• **할 일**
"the white baseball"이 들어 있는 줄부터 데이터의 마지막 줄까지, 양 끝 줄을 포함한 모든 줄을 다시 쓰세요. 이때 답에 있는 좌표의 모든 수에 -93을 더해 옮기세요.

◆ ◆ ◆ ◆ ◆

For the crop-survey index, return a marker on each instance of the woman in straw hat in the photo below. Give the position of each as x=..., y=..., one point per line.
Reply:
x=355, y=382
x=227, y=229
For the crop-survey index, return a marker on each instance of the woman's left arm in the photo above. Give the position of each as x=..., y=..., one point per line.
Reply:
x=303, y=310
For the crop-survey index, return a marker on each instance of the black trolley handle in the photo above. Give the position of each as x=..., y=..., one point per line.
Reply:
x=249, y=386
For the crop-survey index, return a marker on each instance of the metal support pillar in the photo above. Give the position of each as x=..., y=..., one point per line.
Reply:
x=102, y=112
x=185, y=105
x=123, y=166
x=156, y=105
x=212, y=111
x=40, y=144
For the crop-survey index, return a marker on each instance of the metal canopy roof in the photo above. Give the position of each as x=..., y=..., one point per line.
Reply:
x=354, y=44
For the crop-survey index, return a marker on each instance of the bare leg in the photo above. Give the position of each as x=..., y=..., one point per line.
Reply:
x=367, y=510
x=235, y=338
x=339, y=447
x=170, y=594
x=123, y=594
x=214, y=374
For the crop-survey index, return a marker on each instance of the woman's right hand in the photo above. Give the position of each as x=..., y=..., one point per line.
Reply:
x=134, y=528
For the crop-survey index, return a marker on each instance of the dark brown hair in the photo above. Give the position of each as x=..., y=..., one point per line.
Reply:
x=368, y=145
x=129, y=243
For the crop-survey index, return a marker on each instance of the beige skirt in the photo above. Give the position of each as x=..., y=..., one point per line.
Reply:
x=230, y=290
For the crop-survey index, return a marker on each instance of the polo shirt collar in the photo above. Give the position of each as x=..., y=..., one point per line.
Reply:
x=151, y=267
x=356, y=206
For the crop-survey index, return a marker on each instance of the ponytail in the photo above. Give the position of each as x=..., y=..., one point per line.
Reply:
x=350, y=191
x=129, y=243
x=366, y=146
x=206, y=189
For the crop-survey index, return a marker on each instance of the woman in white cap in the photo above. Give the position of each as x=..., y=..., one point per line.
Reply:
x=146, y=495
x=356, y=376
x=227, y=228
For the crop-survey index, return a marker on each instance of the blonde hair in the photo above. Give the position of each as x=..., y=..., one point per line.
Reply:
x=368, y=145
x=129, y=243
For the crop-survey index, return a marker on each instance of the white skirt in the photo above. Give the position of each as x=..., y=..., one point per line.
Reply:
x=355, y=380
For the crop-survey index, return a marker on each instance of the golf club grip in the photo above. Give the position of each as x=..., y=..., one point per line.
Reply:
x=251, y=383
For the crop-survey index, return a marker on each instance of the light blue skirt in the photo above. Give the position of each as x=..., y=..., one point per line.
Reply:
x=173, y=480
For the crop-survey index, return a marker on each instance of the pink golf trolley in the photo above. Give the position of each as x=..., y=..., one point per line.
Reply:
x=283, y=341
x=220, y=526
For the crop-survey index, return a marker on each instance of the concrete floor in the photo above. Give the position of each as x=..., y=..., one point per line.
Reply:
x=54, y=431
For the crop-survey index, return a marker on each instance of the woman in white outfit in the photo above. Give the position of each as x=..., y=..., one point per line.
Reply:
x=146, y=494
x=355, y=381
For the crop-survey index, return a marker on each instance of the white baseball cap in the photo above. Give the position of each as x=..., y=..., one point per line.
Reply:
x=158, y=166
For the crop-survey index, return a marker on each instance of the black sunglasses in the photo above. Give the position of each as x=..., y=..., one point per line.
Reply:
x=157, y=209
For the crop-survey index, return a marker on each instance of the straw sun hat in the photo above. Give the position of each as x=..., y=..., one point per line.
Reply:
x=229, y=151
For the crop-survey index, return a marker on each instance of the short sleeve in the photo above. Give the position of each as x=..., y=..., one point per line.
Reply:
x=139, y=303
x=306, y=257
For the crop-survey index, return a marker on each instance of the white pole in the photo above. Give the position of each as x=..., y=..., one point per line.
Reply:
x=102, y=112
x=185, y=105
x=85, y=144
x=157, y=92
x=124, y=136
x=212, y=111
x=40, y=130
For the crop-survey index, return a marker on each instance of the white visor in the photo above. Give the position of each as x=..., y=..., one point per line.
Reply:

◆ ◆ ◆ ◆ ◆

• **풀이**
For the crop-survey index, return a marker on each instance of the white baseball cap in the photo above. Give the position of each as x=..., y=..., one point per line.
Reply:
x=65, y=73
For the crop-survey index, return a marker on each instance of the black sunglasses in the photo above. Give the position of each as x=..., y=..., one point per line.
Reply:
x=64, y=116
For the crop-survey index, return a marker on each instance of the straw sun hat in the photo above. Give the position of each as x=..., y=..., one point per line.
Reply:
x=136, y=58
For the crop-survey index, return a marker on each instance of the short sleeve in the photo above. Give the position of each as x=..., y=..., one point per line.
Reply:
x=46, y=210
x=213, y=164
For the crop-survey index, return a marker on each instance of the white pole in the photo above. Give the position of each as x=..., y=..., one point per line.
Reply:
x=9, y=19
x=92, y=12
x=-8, y=51
x=64, y=-1
x=31, y=43
x=119, y=18
x=-53, y=37
For the crop-survey index, return a marker on each instance of the white visor in the photo above. Give the position of each as x=..., y=..., one point per line.
Reply:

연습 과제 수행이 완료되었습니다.